▸ EXERCISE: Below are some records; quote exactly the lines from the one that contains "Target: wing strut" through the one that contains "Target: utility pole", inclusive, and no others.
◆ ◆ ◆ ◆ ◆
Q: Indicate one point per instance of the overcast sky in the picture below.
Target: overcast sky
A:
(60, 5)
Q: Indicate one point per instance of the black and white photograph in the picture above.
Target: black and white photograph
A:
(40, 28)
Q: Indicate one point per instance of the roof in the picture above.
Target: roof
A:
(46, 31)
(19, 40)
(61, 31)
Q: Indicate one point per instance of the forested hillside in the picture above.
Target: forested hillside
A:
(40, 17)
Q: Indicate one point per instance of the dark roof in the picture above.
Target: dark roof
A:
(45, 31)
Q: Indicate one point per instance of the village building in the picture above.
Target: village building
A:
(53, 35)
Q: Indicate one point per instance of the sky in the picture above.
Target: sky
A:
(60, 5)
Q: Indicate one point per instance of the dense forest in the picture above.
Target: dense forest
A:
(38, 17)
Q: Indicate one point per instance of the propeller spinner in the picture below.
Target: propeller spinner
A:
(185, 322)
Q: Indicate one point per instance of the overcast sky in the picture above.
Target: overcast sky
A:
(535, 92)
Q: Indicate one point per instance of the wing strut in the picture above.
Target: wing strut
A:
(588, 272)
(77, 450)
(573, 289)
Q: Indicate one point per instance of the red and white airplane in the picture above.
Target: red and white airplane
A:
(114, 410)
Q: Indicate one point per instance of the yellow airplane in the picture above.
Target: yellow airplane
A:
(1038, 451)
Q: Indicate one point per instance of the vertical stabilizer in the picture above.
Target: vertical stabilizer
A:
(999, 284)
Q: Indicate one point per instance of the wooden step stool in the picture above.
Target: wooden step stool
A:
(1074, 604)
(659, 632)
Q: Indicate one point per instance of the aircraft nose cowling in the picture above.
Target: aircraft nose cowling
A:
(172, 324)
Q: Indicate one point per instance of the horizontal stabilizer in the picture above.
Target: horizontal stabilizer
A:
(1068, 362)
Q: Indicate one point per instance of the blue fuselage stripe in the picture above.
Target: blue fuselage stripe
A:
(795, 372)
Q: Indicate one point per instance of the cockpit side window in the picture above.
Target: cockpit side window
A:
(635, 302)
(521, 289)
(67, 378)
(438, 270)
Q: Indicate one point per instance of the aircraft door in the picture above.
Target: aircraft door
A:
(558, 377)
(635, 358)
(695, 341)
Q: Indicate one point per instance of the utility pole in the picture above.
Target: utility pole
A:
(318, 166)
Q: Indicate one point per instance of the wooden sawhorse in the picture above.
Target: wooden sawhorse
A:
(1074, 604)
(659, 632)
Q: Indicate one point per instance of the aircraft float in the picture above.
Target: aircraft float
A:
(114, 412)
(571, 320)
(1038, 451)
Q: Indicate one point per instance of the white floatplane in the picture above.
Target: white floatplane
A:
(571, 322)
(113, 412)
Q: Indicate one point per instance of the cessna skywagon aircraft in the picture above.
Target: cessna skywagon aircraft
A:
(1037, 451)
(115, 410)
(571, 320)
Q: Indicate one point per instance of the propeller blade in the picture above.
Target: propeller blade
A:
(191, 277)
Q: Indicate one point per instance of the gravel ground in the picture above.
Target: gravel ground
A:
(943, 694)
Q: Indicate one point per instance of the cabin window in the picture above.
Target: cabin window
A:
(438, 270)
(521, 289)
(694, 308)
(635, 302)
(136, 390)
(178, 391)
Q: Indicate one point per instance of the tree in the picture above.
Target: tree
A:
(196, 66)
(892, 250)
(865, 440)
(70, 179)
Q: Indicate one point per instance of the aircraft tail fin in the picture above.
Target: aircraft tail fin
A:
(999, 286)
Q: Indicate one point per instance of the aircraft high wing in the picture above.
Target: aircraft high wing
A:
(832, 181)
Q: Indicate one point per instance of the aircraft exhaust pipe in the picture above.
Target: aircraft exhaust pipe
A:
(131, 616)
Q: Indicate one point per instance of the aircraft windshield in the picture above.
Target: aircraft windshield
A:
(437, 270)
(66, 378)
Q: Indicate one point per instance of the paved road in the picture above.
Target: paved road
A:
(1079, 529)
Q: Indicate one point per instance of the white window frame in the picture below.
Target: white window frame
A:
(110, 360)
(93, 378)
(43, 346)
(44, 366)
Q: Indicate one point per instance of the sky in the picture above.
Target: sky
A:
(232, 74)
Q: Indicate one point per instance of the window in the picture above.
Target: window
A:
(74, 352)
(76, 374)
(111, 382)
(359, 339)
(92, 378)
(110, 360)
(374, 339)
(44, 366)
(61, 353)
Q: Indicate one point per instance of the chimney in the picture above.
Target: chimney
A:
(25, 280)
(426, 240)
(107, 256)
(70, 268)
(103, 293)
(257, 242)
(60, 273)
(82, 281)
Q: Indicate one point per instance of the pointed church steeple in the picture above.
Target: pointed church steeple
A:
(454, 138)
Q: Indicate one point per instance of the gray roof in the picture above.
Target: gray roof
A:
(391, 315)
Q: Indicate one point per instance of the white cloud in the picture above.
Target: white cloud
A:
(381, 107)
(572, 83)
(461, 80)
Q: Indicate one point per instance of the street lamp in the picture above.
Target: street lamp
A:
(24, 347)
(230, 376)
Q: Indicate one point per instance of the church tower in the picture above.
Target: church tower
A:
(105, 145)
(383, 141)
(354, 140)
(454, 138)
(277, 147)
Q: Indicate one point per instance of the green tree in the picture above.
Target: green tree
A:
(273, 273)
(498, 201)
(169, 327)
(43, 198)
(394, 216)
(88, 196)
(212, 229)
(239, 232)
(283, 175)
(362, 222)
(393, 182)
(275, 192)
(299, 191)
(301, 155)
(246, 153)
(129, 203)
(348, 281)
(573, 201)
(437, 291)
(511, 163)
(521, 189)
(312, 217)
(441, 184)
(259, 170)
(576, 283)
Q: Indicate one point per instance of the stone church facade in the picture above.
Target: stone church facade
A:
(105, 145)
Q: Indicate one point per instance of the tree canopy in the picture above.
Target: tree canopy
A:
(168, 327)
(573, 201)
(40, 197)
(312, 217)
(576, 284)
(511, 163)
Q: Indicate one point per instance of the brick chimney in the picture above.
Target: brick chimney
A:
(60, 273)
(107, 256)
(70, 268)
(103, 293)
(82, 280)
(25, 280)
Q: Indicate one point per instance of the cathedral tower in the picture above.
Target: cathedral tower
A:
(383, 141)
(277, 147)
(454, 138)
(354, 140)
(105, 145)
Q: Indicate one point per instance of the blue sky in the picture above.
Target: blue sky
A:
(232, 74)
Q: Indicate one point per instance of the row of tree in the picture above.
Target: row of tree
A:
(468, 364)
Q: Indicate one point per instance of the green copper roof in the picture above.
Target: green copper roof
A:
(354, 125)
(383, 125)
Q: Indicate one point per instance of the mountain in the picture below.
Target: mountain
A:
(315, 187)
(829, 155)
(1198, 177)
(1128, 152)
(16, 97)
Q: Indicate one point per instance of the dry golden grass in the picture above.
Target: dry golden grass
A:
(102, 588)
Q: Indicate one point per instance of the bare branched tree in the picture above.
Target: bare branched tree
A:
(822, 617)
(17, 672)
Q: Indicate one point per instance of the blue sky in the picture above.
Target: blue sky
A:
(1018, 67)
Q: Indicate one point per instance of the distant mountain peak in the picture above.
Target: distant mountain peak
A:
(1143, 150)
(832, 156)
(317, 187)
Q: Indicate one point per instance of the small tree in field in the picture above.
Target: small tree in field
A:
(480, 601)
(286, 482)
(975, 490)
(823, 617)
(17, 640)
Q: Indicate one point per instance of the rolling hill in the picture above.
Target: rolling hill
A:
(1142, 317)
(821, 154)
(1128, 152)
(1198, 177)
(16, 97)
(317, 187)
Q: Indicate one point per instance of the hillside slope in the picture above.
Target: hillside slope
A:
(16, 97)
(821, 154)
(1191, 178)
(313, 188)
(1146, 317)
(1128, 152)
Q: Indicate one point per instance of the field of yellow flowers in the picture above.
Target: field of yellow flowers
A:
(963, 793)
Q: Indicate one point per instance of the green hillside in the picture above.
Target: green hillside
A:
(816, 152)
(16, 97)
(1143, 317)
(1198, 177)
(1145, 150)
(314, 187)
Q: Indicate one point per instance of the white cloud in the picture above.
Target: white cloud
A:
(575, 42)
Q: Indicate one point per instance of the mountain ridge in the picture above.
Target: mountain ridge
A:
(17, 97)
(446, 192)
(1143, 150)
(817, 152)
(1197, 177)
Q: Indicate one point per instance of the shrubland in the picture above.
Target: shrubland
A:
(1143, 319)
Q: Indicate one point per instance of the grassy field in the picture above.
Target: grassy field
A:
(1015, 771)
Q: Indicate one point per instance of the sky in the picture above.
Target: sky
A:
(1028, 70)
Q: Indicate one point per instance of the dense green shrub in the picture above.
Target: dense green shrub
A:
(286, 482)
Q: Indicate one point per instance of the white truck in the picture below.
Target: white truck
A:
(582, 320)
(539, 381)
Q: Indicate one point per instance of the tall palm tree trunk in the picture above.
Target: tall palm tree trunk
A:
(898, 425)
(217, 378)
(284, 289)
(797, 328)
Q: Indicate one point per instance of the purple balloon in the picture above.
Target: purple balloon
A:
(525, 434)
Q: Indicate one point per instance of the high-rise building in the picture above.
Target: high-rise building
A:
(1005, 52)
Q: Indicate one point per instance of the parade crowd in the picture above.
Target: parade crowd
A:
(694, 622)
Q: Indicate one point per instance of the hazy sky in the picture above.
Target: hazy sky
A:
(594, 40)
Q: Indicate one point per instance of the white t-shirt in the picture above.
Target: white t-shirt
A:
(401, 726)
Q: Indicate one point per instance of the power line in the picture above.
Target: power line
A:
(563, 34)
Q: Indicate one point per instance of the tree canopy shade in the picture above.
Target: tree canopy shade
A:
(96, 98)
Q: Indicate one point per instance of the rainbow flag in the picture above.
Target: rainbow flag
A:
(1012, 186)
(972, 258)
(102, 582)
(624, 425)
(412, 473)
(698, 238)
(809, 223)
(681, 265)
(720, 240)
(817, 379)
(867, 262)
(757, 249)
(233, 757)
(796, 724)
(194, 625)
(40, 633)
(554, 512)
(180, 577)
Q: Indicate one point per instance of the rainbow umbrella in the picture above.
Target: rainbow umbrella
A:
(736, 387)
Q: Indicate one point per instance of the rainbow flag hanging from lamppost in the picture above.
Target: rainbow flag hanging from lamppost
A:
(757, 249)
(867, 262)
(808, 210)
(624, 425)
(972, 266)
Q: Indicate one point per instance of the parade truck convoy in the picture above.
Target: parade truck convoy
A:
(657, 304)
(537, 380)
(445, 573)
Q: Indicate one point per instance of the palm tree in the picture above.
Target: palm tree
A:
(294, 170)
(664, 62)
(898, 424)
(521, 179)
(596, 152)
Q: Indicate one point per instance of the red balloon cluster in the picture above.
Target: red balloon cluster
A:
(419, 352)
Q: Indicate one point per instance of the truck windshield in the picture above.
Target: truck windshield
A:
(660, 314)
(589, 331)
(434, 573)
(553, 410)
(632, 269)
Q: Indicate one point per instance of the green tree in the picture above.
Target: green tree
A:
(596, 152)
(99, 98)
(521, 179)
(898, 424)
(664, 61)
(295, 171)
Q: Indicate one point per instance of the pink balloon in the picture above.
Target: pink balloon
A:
◆ ◆ ◆ ◆ ◆
▸ RESPONSE TO THIS TASK:
Target: wing strut
A:
(588, 272)
(77, 450)
(573, 289)
Q: Indicate one point per instance of the red and white airplane in the picture above.
Target: red and white airplane
A:
(114, 410)
Q: Indicate one point per instance of the yellow airplane in the picture above.
Target: yellow airplane
A:
(1038, 451)
Q: Indicate one point per instance of the vertical stabilizer in the picture above.
Target: vertical stabilizer
A:
(999, 284)
Q: Indicate one point per instance of the wooden step stool in the picture above.
Target: wooden step stool
A:
(1074, 604)
(659, 632)
Q: Indicate one point per instance of the aircraft nose cowling in the picture above.
Target: aircraft nose cowling
A:
(172, 324)
Q: Indicate one point per instance of the horizontal stabilizer in the picture above.
Target: horizontal stabilizer
A:
(1068, 362)
Q: Indicate one point per instance of the blue fuselage stripe in the picture above.
Target: blue fuselage stripe
A:
(795, 372)
Q: Indicate one point per instance of the cockpit side window in the picture above.
Target: cockpit side window
A:
(635, 302)
(521, 289)
(67, 378)
(438, 270)
Q: Indicate one point per instance of the aircraft door in the picture above.
Target: aircraft door
A:
(558, 377)
(635, 358)
(695, 341)
Q: Indicate one point per instance of the utility pole in the picture above.
Target: utility pole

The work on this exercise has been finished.